— Free-text object descriptions —

━━━━━━━━━━━━━━━━━━━━

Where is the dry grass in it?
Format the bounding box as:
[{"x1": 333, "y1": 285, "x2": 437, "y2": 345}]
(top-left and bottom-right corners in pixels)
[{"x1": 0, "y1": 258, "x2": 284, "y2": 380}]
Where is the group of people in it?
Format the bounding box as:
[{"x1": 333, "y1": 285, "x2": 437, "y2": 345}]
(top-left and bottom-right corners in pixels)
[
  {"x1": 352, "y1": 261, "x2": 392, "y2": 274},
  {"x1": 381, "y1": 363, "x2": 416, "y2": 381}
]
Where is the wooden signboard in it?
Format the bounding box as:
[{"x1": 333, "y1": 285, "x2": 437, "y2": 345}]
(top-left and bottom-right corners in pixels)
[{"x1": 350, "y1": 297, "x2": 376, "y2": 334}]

━━━━━━━━━━━━━━━━━━━━

— Required action —
Give back each record above exactly as written.

— Task result —
Where is the dry grass in it?
Format the bounding box as:
[{"x1": 333, "y1": 285, "x2": 437, "y2": 345}]
(top-left and bottom-right corners in pixels)
[{"x1": 0, "y1": 258, "x2": 284, "y2": 380}]
Where is the group of people in it?
Format the bounding box as:
[{"x1": 333, "y1": 285, "x2": 437, "y2": 345}]
(top-left and bottom-right corners in pixels)
[
  {"x1": 352, "y1": 261, "x2": 392, "y2": 274},
  {"x1": 381, "y1": 363, "x2": 416, "y2": 381}
]
Where is the wooden signboard in it?
Format the bounding box as:
[{"x1": 333, "y1": 285, "x2": 437, "y2": 345}]
(top-left and bottom-right corners in pixels)
[{"x1": 350, "y1": 297, "x2": 376, "y2": 334}]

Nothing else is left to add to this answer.